● **Vorliegender Text**:
----

Herne. Der „Faust“ gilt als bedeutendster deutscher Theaterpreis. Warum sich diesmal gleich zwei Herner Hoffnung auf die Auszeichnung machen können.
Mit dem Stück „Trial & Error“ – Versuch und Irrtum – haben das Herner Theater Kohlenpott und das Bochumer Projekt Urbanatix am 2. Juli 2021 in ihrer ersten gemeinsamen Produktion Premiere in den Flottmann-Hallen gefeiert. Dieser künstlerische Versuch war alles andere als ein Irrtum: Regisseur Frank Hörner ist jetzt gemeinsam mit seinem Bochumer Kollegen Christian Eggert für den „Faust“ nominiert worden, den wohl bedeutendsten deutschen Theaterpreis.

----

[Datensätze zur Segmentierungsannotation]
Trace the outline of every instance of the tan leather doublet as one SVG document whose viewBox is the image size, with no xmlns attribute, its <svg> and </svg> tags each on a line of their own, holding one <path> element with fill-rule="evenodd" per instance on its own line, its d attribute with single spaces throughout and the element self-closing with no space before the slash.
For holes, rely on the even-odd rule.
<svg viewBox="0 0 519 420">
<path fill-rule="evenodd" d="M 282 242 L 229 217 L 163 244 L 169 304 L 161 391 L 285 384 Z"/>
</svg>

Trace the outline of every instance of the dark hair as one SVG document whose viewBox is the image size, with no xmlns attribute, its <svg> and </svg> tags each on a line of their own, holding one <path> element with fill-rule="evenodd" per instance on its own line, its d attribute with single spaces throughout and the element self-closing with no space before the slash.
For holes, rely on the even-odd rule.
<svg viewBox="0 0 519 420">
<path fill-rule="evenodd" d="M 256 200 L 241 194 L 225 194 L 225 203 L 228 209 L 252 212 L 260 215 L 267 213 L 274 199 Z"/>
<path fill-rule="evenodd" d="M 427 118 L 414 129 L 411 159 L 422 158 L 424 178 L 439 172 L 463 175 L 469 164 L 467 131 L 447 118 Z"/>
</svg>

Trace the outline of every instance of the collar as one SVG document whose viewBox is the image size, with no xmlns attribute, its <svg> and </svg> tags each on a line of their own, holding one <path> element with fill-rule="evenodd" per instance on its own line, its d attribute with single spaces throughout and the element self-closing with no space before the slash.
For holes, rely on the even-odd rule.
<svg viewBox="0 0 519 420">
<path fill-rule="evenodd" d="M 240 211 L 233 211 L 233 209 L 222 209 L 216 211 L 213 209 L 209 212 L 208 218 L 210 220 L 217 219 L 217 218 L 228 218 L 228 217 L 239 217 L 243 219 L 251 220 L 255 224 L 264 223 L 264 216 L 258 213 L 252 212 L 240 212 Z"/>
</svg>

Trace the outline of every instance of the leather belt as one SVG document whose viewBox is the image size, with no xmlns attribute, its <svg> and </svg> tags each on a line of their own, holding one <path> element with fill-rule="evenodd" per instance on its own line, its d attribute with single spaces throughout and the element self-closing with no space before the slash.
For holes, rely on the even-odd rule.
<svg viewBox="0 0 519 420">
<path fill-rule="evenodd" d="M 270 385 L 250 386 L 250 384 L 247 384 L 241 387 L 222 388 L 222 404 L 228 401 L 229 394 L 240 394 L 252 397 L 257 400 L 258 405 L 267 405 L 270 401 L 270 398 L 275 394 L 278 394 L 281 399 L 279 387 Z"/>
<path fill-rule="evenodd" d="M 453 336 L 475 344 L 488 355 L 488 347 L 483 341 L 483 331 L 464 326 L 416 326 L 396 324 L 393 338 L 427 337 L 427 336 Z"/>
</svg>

----

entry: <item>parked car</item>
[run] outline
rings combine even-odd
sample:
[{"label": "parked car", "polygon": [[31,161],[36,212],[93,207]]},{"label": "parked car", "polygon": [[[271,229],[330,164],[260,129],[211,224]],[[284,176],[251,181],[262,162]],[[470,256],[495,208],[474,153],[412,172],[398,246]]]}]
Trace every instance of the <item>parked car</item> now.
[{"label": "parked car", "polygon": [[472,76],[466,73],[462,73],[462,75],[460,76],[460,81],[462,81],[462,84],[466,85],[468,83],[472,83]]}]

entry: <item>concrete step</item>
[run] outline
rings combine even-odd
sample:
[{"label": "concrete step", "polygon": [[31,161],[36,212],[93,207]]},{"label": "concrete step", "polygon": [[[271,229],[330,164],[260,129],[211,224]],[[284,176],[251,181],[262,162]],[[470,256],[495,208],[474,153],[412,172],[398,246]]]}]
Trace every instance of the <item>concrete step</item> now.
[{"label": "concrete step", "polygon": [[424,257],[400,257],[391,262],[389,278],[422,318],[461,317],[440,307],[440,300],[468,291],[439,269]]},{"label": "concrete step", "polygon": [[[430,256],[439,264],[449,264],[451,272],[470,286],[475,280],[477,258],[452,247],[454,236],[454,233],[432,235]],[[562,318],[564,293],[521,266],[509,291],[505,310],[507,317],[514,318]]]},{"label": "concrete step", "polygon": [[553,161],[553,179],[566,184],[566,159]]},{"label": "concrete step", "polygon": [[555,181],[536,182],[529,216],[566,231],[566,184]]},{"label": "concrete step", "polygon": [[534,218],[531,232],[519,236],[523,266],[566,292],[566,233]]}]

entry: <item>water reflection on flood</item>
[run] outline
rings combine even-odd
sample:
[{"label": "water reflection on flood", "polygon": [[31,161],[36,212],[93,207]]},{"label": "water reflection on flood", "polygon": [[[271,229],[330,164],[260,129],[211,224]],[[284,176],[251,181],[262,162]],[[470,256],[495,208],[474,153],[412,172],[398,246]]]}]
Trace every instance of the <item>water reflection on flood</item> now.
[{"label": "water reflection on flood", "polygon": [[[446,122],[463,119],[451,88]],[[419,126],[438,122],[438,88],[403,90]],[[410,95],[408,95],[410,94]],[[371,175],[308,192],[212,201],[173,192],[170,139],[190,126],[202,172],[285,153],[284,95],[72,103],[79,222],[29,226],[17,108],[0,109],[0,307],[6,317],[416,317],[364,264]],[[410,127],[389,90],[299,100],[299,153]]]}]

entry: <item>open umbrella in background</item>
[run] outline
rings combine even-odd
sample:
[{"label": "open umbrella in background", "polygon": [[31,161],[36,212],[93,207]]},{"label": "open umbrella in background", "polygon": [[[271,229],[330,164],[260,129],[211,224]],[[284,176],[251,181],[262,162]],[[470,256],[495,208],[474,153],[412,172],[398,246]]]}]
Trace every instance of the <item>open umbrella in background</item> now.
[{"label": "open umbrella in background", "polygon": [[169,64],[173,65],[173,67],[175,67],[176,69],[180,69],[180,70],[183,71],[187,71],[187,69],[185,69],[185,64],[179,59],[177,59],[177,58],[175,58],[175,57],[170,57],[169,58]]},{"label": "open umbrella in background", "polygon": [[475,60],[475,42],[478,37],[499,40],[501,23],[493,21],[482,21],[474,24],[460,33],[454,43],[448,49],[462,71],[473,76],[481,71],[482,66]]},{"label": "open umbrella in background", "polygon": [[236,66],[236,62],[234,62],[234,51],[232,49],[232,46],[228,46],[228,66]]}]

----

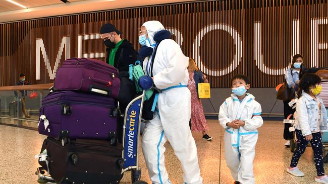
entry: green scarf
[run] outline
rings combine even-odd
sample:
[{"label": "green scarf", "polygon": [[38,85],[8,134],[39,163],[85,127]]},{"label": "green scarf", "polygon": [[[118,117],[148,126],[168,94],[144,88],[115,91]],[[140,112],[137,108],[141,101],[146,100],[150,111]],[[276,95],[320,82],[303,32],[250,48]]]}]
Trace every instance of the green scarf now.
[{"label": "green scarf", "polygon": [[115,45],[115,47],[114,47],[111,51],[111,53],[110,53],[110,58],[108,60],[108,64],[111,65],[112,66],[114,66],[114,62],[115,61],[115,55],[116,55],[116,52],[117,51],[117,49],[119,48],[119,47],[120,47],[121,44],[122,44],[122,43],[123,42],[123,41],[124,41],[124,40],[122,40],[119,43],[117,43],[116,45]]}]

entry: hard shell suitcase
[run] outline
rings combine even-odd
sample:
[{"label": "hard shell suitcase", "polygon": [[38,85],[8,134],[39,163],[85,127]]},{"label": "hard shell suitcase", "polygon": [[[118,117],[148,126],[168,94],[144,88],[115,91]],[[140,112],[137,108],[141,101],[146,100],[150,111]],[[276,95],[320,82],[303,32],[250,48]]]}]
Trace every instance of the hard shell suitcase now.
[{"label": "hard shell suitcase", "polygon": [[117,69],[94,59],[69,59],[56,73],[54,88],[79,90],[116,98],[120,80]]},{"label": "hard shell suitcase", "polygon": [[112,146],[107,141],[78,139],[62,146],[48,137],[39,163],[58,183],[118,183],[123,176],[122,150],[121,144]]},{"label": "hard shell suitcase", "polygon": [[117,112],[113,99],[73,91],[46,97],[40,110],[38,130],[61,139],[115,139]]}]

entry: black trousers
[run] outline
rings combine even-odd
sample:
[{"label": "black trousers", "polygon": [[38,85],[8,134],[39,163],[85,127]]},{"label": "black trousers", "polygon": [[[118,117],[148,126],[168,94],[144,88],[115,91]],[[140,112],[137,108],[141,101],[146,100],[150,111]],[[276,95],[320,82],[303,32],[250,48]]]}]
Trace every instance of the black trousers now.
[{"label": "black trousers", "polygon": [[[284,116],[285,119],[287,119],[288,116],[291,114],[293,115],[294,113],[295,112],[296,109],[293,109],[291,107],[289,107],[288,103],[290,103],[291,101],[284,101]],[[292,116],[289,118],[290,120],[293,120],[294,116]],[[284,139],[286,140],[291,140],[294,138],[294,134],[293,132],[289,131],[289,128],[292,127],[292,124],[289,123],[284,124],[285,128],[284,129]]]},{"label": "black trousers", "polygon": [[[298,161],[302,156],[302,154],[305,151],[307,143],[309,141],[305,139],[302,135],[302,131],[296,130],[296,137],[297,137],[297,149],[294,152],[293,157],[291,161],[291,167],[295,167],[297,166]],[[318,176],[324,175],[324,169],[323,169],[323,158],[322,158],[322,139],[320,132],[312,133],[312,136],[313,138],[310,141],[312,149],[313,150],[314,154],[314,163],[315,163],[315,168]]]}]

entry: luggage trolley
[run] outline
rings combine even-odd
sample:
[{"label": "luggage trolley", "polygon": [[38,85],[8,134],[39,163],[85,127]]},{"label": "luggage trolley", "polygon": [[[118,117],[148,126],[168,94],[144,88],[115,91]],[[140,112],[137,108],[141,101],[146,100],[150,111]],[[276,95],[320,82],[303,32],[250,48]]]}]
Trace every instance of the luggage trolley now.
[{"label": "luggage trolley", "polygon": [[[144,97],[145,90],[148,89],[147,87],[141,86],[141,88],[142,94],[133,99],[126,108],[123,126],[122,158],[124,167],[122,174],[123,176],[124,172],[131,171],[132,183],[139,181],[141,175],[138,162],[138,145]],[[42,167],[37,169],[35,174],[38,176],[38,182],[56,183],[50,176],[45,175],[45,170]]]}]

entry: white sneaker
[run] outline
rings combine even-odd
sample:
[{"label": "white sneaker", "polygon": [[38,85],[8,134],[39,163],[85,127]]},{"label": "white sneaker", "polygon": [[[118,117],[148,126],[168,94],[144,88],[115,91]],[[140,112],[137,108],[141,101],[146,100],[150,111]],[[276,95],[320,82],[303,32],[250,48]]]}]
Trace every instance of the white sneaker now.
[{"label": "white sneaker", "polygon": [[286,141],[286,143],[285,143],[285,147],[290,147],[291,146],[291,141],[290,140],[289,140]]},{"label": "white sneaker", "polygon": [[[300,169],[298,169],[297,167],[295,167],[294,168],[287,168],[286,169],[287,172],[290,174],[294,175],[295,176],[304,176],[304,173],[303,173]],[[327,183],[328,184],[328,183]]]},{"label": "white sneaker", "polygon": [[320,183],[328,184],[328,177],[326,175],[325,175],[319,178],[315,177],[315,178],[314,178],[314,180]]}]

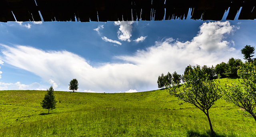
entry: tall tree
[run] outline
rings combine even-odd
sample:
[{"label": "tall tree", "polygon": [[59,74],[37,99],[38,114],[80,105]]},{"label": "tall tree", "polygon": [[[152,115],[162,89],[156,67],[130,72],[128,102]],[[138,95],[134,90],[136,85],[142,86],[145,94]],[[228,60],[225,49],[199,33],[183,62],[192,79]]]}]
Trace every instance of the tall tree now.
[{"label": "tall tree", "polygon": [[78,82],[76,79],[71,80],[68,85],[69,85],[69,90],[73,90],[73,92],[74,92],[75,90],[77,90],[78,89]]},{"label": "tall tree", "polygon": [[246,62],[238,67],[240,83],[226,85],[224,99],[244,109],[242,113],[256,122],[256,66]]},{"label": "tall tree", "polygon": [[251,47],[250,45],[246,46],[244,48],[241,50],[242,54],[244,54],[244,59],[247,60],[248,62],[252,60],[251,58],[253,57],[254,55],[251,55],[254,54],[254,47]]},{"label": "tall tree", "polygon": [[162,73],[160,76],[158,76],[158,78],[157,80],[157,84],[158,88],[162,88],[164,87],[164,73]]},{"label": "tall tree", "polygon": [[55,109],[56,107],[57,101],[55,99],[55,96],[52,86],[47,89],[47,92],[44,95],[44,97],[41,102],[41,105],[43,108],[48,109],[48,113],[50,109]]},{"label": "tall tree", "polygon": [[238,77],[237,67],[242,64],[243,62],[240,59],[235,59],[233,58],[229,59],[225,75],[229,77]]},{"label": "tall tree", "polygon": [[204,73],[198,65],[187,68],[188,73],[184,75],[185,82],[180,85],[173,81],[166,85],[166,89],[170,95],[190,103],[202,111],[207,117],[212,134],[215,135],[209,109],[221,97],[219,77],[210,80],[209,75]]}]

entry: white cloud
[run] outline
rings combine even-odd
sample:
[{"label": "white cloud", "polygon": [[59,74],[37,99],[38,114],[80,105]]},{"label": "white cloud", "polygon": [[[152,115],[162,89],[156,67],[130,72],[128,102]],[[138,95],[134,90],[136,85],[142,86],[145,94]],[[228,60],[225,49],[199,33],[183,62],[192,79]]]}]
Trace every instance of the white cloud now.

----

● **Aufgaben**:
(1) Beantworte anhand des Textes über die „Faust“-Nominierung kurz diese Fragen:
(a) Welcher Preis gilt als bedeutendster deutscher Theaterpreis?
(b) An welchem Datum war die Premiere von „Trial & Error“?
(c) Wo fand diese Premiere statt?
(2) Nenne alle Personen, Theater und Projekte, die der Text über die „Faust“-Nominierung mit Namen erwähnt.
Die Daten haben mit den Aufgaben nichts zu tun.

● **Lösungen**:
(1)
(a) Der „Faust“
(b) Am 2. Juli 2021
(c) In den Flottmann-Hallen

(2) Frank Hörner, Christian Eggert, Theater Kohlenpott, Urbanatix